=== REQUIRED TASK ===
Leave out the pictures and copy the remaining records exactly.

Segmentation dataset excerpts:
-- START --
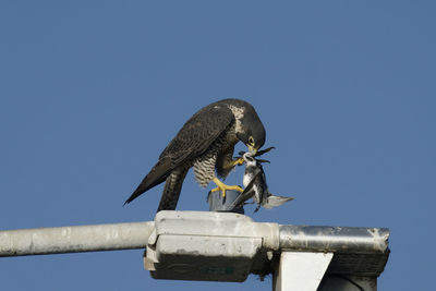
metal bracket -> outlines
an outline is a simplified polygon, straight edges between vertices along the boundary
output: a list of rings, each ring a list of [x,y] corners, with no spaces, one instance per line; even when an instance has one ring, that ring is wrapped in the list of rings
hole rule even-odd
[[[332,253],[282,252],[272,290],[316,291],[332,257]]]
-- END --
=== RESULT OF THIS TASK ===
metal bracket -> outlines
an outline is a simplified polygon, straight edges between vertices along the boundary
output: a list of rings, each ring a list of [x,y] corners, with no spaces, one instance per line; even when an instance has one ring, that ring is wrapped in the list of rings
hole rule even-odd
[[[332,253],[282,252],[272,290],[316,291],[332,257]]]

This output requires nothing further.